- УСЛОВИЕ ЗАДАНИЯ 1 -
Ответьте на вопросы по тексту о Белинском:
(a) Кем, по собственным словам Белинского, он рождён?
(b) По чему узнавали критика, когда он прибегал к псевдонимам?
(c) До какого события продолжалось «мрачное семилетие»?

- ЦИТИРУЕМЫЙ ТЕКСТ -
++++

Была устроена нахлобучка и самому пламенному поборнику свободы – Белинскому. Дело в том, что Виссарион Григорьевич, по своему призванию острейший писатель-публицист, умел даже из литературной критики устроить трибуну для своих грозных политических и социальных обличений. Как-то в присутствии Панаева, впоследствии припомнившего эту тираду, Белинский воскликнул: «Да если бы знали вы, какое вообще мучение повторять зады, твердить одно и то же – всё о Лермонтове, Гоголе и Пушкине: не сметь выходить из определенных рам – всё искусство да искусство!.. Ну, какой я литературный критик! – Я рождён памфлетистом – и не сметь пикнуть о том, что накипело в душе, от чего сердце болит!»
Публицистическая заряженность его критических обозрений была всем очевидна. Вот почему Белинского постоянно терзала цензура, а его статьи то нещадно купировались, то запрещались. Тщетно, пытаясь обходить цензурные рогатки, прибегал критик к всевозможным псевдонимам – его узнавали «по когтям». Теперь же в эпоху реакции, так называемого мрачного семилетия, продолжавшегося до самой смерти Николая I, существование Белинского в литературе стало попросту невозможным. Проводив в бессмертие Пушкина и Лермонтова, благословив Гоголя, встретив и поддержав Некрасова, Виссарион Григорьевич к этому времени уже выполнил своё великое предназначение, а смерть избавила его от излишних мучений, которые ему прочил сгущающийся мрак бесчинствующей царской Охранки.

++++

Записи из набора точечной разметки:
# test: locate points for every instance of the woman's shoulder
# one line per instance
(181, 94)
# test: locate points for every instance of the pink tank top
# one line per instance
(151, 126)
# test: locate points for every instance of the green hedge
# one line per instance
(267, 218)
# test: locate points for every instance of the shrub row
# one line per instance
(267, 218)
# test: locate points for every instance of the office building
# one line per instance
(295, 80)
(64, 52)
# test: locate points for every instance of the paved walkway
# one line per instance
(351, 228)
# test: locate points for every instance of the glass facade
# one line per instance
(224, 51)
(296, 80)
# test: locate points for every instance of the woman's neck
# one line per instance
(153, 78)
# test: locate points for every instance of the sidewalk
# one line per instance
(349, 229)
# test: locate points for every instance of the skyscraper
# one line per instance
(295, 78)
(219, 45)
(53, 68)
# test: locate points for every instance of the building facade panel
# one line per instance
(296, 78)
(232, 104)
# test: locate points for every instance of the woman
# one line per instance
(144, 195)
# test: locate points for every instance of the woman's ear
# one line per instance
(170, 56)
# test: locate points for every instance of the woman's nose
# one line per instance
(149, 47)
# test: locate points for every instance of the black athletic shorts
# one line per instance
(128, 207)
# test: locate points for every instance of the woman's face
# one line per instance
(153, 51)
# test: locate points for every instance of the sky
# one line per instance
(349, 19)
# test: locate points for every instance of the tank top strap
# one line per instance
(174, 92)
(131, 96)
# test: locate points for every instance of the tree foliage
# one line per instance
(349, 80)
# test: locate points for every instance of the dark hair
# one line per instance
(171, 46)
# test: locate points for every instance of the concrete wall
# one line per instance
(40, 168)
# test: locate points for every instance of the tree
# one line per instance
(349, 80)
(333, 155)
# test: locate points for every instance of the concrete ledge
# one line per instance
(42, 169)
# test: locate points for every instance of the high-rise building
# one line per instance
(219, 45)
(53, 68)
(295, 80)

++++

- УСЛОВИЕ ЗАДАНИЯ 2 -
Приведите нумерованным списком строки записей от строки, содержащей «# test: locate points for every instance of the building», до конца записей, обе границы включительно. Пустые строки не включайте.

- ПОЛНЫЙ ОТВЕТ 1 -
(a) Памфлетистом.
(b) «По когтям».
(c) До самой смерти Николая I.

- ПОЛНЫЙ ОТВЕТ 2 -
1. # test: locate points for every instance of the building facade panel
2. # one line per instance
3. (296, 78)
4. (232, 104)
5. # test: locate points for every instance of the woman
6. # one line per instance
7. (144, 195)
8. # test: locate points for every instance of the woman's ear
9. # one line per instance
10. (170, 56)
11. # test: locate points for every instance of the woman's nose
12. # one line per instance
13. (149, 47)
14. # test: locate points for every instance of the black athletic shorts
15. # one line per instance
16. (128, 207)
17. # test: locate points for every instance of the woman's face
18. # one line per instance
19. (153, 51)
20. # test: locate points for every instance of the sky
21. # one line per instance
22. (349, 19)
23. # test: locate points for every instance of the tank top strap
24. # one line per instance
25. (174, 92)
26. (131, 96)
27. # test: locate points for every instance of the tree foliage
28. # one line per instance
29. (349, 80)
30. # test: locate points for every instance of the dark hair
31. # one line per instance
32. (171, 46)
33. # test: locate points for every instance of the concrete wall
34. # one line per instance
35. (40, 168)
36. # test: locate points for every instance of the tree
37. # one line per instance
38. (349, 80)
39. (333, 155)
40. # test: locate points for every instance of the concrete ledge
41. # one line per instance
42. (42, 169)
43. # test: locate points for every instance of the high-rise building
44. # one line per instance
45. (219, 45)
46. (53, 68)
47. (295, 80)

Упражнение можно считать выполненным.